● **Description of the task**:
Take the line that contains "rug in the photo above." as the first line and the final line of the records as the last; return exactly those lines and the lines between.

● **Task inputs**:

________________________

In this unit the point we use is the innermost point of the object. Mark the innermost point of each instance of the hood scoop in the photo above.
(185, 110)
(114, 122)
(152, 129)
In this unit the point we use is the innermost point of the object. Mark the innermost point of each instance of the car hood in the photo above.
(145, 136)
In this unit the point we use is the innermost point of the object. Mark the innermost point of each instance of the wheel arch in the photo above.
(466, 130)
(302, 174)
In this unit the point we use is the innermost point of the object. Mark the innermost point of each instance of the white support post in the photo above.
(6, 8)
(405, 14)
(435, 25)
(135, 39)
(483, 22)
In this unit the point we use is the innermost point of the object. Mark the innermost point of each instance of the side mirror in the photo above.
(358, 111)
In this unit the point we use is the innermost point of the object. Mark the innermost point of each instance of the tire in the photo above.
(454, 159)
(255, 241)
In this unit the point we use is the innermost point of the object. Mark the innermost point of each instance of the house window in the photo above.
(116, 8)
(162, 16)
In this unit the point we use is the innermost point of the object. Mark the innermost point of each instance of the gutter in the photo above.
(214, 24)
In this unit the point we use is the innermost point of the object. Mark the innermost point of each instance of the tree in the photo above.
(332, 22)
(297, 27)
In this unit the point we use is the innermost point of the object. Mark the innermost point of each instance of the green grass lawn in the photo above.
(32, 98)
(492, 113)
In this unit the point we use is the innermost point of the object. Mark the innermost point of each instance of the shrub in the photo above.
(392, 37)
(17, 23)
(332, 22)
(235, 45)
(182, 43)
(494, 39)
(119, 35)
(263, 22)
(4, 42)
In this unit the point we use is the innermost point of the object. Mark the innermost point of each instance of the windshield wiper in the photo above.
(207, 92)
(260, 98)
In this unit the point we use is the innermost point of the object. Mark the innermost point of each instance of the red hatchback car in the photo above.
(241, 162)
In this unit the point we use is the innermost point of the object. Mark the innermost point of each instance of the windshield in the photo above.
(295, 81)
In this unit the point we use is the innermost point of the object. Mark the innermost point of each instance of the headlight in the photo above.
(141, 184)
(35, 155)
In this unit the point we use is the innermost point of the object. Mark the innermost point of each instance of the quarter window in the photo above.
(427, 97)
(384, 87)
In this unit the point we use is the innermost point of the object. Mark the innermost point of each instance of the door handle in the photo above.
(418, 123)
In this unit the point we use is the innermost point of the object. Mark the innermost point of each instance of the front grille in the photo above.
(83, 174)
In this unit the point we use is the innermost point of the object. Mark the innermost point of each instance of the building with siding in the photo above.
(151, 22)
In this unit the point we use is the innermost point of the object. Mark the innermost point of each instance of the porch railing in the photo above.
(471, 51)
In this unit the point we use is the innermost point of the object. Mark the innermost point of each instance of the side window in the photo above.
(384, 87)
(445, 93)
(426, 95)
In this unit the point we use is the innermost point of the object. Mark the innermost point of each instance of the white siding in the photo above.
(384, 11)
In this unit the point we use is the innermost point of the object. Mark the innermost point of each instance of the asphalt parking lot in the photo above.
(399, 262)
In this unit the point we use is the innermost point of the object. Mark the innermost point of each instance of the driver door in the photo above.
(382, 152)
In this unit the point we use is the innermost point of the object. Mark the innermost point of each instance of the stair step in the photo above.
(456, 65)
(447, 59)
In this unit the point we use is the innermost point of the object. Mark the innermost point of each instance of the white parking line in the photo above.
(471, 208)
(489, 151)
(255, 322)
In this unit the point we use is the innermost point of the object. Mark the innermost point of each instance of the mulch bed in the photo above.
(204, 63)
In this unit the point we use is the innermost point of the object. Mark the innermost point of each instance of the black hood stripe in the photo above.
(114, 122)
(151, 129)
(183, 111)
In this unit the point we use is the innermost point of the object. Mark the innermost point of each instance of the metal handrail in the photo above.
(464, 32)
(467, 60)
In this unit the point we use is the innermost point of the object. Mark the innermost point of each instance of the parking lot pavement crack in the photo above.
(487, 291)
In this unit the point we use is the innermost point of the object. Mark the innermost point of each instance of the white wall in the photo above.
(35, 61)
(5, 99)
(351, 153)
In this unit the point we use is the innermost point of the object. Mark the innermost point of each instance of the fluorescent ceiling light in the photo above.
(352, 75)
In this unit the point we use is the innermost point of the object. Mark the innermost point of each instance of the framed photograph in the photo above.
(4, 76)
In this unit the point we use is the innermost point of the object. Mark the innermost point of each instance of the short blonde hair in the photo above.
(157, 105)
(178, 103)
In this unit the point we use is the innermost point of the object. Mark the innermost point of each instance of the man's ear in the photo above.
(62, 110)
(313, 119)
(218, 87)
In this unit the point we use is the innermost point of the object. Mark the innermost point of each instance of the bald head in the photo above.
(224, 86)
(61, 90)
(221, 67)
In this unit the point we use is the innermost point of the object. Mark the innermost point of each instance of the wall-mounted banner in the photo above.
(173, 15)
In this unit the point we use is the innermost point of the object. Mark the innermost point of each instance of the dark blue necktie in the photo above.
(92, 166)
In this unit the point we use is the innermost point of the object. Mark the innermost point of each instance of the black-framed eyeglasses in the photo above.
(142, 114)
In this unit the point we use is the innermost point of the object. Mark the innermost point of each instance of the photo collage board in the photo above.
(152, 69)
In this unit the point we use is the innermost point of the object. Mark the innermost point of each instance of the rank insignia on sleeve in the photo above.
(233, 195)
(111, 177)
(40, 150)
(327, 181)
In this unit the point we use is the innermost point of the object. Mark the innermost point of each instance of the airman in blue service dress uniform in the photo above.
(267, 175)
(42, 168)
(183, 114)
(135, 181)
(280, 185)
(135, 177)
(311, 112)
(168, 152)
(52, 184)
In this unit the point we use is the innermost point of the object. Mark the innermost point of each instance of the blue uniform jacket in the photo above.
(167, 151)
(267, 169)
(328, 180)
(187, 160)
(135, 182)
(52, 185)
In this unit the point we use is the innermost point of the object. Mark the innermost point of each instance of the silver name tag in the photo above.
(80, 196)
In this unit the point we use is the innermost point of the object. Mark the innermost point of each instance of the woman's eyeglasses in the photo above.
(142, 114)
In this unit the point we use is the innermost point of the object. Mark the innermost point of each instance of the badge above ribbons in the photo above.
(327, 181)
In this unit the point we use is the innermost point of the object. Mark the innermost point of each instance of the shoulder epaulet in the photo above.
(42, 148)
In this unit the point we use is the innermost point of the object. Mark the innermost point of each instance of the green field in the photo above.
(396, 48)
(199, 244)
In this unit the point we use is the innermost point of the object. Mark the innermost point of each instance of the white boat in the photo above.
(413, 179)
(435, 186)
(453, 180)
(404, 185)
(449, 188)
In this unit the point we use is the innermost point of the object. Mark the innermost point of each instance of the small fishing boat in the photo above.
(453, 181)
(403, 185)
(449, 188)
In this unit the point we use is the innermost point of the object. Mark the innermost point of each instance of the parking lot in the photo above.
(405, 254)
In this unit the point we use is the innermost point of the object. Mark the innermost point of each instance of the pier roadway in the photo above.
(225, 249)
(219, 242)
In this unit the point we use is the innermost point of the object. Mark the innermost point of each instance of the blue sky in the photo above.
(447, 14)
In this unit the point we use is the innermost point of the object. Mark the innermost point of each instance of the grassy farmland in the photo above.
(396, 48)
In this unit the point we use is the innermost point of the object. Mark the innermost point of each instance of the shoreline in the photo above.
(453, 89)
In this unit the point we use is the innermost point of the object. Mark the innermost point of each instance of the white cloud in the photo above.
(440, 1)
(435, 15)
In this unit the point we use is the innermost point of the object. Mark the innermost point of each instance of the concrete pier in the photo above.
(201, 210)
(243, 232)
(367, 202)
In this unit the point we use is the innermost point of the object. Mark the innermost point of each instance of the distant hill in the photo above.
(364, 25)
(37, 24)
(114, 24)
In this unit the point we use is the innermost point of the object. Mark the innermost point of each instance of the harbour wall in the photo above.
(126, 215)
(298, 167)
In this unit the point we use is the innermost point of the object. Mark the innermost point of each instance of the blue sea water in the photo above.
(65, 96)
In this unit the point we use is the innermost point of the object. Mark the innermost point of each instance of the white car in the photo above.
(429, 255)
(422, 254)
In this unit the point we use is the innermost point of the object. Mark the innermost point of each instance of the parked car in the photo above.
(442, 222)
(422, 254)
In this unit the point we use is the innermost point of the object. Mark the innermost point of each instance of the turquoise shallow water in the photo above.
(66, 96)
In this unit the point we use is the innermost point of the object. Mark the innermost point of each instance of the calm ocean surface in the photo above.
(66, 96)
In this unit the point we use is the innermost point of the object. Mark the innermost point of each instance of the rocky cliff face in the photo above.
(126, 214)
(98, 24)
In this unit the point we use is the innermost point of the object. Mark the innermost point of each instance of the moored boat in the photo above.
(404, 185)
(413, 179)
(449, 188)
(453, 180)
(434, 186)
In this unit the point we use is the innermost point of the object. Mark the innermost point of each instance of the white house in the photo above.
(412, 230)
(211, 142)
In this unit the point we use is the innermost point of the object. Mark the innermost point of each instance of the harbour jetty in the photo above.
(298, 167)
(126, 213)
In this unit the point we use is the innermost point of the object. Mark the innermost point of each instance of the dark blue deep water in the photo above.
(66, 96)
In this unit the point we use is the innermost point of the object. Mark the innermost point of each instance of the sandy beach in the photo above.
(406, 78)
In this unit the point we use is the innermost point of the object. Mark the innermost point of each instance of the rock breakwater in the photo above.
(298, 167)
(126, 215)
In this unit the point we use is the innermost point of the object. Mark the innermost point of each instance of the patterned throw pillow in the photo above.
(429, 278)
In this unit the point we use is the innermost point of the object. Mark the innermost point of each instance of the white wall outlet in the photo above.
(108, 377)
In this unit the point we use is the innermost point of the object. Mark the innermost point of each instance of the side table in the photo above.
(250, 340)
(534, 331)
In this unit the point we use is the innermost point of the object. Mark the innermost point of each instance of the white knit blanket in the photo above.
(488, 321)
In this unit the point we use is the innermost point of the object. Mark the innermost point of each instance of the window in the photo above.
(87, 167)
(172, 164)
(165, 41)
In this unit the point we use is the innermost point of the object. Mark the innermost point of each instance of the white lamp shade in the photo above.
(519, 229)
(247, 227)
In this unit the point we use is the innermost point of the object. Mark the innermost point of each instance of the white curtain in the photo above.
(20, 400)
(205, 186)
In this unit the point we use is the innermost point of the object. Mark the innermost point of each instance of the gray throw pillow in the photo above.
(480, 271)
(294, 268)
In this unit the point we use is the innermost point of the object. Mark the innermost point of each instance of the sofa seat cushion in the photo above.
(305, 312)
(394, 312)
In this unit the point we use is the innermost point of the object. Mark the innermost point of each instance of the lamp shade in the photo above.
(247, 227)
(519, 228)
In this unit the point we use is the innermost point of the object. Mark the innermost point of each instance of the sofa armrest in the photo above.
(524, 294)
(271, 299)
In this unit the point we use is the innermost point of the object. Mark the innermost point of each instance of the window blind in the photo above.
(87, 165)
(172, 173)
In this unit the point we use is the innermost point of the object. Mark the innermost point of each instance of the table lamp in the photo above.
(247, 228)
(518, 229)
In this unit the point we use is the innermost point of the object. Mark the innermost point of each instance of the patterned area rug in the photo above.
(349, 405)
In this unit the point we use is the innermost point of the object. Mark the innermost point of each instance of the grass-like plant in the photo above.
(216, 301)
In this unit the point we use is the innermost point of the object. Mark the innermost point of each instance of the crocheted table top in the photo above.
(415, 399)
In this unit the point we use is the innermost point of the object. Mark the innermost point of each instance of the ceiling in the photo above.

________________________

● **Response to this task**:
In this unit the point we use is the innermost point of the object. Mark the innermost point of each instance of the patterned area rug in the photo above.
(349, 405)
In this unit the point we use is the innermost point of the object. Mark the innermost point of each instance of the grass-like plant in the photo above.
(216, 301)
In this unit the point we use is the innermost point of the object. Mark the innermost point of each instance of the crocheted table top in the photo above.
(415, 399)
In this unit the point we use is the innermost point of the object. Mark the innermost point of each instance of the ceiling in the photo above.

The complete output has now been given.